→ **TASK GOAL**
Using the entries below, output exactly the line containing "the white cloud." and all lines that follow it to the end.

→ **INFORMATION PROVIDED**
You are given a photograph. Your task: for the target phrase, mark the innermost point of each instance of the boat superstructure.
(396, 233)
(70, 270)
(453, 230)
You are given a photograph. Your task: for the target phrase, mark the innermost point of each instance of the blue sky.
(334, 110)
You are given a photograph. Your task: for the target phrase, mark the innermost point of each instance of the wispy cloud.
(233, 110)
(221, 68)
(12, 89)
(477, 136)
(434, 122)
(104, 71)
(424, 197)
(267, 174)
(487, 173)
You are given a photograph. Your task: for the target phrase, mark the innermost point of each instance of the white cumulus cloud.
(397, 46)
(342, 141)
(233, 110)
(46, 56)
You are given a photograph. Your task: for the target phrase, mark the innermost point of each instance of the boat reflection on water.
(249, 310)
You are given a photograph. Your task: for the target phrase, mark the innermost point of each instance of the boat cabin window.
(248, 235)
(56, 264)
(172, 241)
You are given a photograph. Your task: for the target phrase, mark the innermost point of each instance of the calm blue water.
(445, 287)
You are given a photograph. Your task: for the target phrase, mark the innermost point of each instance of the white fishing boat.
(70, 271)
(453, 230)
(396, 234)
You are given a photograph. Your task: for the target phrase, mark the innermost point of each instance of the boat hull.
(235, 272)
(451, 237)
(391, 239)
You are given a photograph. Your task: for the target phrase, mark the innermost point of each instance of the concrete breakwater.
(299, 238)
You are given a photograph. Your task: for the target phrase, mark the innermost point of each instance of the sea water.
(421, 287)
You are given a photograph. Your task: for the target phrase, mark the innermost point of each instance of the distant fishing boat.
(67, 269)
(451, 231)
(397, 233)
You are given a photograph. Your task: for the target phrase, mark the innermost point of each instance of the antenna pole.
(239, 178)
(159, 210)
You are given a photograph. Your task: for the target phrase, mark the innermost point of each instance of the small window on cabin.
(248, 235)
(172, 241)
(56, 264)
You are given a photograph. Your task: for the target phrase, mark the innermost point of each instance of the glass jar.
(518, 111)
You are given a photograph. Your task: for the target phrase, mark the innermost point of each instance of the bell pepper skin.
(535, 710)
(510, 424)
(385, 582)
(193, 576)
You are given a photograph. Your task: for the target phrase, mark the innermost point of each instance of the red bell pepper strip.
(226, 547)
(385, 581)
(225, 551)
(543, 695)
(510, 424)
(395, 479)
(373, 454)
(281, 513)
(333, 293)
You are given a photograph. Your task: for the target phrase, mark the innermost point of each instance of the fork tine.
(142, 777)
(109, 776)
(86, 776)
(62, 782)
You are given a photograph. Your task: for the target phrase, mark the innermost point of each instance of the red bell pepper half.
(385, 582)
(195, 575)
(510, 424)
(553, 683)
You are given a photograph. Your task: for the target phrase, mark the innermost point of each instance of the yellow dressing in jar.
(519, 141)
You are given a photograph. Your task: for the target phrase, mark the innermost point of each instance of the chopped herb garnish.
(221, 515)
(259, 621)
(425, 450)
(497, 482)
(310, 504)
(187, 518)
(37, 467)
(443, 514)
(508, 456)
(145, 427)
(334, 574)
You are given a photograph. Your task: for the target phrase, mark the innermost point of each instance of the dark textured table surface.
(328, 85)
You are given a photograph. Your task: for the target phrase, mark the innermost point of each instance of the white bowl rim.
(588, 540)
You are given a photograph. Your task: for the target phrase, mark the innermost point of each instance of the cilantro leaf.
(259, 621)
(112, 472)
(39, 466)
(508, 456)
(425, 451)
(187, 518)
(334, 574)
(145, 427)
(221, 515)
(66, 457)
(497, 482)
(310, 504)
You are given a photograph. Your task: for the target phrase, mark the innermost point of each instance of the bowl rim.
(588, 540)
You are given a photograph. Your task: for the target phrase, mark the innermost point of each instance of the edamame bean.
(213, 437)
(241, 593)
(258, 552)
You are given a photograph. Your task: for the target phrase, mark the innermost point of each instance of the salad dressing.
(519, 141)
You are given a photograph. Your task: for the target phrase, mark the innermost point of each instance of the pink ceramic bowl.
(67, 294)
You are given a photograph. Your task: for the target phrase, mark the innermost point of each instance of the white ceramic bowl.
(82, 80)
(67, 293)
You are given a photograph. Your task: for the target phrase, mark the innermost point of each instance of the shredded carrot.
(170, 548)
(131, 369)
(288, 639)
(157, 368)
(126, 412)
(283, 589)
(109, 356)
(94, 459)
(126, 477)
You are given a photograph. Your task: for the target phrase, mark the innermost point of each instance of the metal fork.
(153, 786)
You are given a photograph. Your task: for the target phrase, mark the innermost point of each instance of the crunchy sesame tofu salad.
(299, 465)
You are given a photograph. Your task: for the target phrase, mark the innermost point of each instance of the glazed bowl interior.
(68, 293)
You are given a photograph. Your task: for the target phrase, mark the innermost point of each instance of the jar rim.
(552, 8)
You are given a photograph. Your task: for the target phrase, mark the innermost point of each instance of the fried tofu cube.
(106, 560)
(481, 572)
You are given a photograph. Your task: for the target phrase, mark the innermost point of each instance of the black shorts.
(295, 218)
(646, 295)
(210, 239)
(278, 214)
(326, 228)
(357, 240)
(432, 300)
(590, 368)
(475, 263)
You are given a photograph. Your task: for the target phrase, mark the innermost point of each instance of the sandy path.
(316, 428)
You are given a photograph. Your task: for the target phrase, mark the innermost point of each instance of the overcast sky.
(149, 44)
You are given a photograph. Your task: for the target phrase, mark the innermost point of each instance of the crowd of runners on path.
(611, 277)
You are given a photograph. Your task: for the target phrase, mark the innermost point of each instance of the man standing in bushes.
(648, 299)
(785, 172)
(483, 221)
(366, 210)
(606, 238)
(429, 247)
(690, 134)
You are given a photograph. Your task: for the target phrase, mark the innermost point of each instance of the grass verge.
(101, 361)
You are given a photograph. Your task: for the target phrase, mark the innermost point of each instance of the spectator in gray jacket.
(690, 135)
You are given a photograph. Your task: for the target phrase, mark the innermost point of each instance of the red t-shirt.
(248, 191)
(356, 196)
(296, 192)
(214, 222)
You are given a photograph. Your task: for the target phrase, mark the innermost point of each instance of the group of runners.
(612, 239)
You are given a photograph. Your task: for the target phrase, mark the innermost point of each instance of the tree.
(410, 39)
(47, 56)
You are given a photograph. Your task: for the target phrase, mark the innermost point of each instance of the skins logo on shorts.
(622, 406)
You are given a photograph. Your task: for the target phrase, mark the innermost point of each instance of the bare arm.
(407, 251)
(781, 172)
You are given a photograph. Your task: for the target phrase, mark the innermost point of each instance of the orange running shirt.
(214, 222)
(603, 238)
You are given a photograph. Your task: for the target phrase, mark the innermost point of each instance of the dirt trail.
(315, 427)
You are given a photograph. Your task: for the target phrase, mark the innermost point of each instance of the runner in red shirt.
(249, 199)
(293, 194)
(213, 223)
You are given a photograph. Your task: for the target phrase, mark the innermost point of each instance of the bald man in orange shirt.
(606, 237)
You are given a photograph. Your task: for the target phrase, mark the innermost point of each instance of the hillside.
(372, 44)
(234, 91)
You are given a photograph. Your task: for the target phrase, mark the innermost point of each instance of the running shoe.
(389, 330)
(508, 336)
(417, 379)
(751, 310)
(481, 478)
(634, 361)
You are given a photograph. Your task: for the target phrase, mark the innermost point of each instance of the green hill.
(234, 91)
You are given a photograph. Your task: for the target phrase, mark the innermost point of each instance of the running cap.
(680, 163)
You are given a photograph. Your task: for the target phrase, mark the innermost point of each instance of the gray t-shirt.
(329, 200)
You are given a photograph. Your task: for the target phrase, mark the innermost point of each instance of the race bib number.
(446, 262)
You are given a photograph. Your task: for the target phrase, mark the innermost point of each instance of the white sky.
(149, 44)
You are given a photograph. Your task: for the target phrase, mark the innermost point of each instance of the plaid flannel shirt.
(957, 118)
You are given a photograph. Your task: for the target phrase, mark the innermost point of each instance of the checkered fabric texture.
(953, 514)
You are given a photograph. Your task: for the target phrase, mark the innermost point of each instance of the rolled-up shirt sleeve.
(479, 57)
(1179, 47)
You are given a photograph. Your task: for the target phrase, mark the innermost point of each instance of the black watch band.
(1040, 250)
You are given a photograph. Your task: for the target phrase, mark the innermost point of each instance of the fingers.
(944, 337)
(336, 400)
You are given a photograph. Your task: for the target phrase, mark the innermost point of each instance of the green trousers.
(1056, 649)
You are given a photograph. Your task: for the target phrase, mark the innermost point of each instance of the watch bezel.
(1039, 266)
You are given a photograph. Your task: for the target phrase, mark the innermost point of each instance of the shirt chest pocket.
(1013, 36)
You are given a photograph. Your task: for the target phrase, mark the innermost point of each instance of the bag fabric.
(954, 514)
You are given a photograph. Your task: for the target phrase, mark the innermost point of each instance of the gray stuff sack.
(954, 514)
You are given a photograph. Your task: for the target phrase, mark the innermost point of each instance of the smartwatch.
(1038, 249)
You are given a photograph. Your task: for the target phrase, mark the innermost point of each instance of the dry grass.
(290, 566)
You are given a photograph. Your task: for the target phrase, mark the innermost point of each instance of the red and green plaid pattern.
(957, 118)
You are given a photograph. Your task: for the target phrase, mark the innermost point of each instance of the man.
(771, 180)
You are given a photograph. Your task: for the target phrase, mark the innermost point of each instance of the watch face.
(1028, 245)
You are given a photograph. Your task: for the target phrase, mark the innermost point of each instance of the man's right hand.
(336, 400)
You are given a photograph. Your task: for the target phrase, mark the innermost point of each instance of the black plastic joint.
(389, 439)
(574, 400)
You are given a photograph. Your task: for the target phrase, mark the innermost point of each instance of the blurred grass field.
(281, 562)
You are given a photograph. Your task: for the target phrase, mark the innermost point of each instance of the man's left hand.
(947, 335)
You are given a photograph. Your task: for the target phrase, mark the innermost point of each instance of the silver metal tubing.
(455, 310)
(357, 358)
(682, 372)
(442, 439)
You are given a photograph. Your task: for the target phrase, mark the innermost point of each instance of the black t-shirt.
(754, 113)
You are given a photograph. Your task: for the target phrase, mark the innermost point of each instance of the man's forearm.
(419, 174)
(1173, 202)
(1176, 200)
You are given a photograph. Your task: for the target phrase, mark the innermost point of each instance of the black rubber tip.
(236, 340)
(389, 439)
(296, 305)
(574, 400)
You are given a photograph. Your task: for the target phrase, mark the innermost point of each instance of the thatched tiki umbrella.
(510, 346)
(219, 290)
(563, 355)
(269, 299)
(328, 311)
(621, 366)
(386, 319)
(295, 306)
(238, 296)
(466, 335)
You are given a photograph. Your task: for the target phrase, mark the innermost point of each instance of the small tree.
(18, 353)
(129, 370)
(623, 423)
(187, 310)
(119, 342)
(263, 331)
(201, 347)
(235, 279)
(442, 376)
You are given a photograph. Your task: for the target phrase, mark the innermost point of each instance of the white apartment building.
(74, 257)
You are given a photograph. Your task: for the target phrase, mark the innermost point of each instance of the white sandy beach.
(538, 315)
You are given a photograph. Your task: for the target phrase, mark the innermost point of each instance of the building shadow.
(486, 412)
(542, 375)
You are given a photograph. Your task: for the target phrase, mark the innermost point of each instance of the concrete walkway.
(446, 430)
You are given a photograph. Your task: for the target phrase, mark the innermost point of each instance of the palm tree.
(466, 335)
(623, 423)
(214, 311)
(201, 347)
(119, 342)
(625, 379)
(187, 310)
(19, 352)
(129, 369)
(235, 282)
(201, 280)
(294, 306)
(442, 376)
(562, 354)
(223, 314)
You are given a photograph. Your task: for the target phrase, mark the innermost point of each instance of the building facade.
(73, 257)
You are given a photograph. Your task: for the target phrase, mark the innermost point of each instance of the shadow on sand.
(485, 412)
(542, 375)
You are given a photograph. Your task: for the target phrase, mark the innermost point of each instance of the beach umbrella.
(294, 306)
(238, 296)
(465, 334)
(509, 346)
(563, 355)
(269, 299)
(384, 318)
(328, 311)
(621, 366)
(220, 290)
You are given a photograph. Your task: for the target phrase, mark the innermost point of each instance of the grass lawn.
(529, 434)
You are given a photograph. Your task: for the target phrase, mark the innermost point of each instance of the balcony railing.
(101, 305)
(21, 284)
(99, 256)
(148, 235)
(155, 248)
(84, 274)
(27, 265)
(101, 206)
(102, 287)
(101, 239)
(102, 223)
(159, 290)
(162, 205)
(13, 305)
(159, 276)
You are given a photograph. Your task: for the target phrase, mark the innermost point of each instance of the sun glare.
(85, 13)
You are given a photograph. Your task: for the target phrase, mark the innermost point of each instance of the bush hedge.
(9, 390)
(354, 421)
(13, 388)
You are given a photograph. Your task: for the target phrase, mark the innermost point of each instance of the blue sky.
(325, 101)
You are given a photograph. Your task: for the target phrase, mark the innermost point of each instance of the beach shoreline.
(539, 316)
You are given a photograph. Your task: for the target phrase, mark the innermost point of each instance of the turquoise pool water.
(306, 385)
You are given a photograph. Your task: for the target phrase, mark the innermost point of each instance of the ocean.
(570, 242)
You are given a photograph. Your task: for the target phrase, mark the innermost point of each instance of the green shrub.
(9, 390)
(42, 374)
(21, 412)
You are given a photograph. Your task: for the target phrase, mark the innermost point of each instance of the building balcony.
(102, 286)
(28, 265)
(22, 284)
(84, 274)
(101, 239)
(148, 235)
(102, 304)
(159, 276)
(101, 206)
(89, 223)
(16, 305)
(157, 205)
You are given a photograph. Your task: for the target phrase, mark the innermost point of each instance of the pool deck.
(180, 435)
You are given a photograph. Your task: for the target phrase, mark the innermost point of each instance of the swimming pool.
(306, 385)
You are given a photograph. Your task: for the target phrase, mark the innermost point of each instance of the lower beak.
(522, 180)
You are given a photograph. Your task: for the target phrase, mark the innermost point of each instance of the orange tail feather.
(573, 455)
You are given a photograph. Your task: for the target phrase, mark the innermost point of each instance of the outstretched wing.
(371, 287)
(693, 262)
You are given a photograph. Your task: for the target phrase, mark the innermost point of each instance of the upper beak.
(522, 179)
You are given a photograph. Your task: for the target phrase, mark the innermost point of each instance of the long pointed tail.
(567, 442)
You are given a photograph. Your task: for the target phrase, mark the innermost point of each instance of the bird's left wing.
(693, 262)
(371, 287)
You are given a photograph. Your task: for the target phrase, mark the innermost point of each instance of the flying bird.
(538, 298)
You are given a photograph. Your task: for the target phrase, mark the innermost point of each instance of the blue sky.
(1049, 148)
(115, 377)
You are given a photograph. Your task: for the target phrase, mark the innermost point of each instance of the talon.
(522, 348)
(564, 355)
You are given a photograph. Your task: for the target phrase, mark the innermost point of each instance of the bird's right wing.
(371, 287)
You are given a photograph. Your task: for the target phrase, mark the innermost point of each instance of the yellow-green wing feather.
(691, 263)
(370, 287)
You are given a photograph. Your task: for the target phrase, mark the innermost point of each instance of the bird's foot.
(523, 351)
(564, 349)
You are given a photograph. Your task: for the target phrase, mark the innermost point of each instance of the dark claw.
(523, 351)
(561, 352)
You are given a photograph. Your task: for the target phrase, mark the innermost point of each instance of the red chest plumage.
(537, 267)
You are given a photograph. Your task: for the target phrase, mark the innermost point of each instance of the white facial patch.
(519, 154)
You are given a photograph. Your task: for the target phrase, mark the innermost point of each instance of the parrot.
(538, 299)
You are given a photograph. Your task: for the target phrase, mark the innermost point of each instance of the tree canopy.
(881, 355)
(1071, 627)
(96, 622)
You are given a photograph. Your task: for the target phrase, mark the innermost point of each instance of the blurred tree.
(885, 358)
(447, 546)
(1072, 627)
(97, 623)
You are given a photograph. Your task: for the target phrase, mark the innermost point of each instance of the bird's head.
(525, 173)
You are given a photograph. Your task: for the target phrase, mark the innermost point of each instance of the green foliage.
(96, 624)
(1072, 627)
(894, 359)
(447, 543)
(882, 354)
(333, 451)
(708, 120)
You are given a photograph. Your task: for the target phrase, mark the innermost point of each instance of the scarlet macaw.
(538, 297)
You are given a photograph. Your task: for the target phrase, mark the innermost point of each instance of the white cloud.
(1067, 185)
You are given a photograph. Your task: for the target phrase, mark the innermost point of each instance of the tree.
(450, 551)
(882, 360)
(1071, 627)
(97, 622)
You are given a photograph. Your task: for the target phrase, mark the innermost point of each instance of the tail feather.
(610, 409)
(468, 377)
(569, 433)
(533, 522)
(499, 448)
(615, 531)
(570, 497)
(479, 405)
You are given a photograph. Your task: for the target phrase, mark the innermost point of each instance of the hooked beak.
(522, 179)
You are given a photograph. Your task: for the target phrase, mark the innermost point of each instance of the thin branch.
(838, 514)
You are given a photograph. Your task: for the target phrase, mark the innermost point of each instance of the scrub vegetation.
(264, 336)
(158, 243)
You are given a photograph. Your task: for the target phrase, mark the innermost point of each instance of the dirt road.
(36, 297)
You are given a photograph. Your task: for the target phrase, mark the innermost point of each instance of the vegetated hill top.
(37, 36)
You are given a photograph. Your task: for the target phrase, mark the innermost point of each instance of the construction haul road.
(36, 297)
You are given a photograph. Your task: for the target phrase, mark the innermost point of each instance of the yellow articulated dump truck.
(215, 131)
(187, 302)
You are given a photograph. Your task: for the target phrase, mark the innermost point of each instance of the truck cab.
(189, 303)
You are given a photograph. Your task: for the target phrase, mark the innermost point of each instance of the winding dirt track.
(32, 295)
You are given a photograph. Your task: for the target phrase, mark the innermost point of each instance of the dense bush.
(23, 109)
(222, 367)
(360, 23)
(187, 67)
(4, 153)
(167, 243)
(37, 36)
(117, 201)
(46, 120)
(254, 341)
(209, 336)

→ **RESULT OF THIS TASK**
You are given a photograph. Your task: for the target phrase, mark the innermost point of each instance of the white cloud.
(1067, 185)
You are given a photograph. Your task: for the target phrase, mark the innermost point of each instance of the tree.
(450, 551)
(882, 360)
(1071, 627)
(97, 622)
You are given a photograph. Your task: for the target phrase, mark the innermost point of each instance of the tail feather.
(610, 409)
(468, 377)
(569, 433)
(533, 522)
(499, 448)
(615, 531)
(570, 497)
(479, 405)
You are given a photograph. Your task: for the target phrase, mark the innermost point of each instance of the hooked beak.
(522, 179)
You are given a photograph. Your task: for the target phrase, mark the innermost point of each instance of the thin branch.
(838, 514)
You are given a photograph. Your task: for the target phrase, mark the innermost point of each instance of the scrub vegetation.
(264, 336)
(158, 243)
You are given a photograph. Your task: for the target phrase, mark the innermost point of each instance of the dirt road.
(36, 297)
You are given a photograph. Your task: for the target phrase, mark the innermost point of each instance of the vegetated hill top.
(37, 36)
You are given a photograph. Your task: for the target phrase, mark the innermost point of each instance of the construction haul road.
(36, 297)
You are given a photograph. Your task: for the target phrase, mark the innermost point of each instance of the yellow articulated dump truck.
(215, 131)
(187, 302)
You are given a photograph. Your task: for the target phrase, mark the innermost point of each instance of the truck cab.
(189, 303)
You are given a photograph. Your task: for the target phrase, mark the innermost point of each instance of the winding dirt track.
(32, 295)
You are given a photograph. Your task: for the target phrase, mark the innermost point of each instance of the dense bush.
(23, 109)
(222, 367)
(360, 23)
(187, 67)
(4, 153)
(167, 243)
(37, 36)
(117, 201)
(46, 120)
(254, 341)
(209, 336)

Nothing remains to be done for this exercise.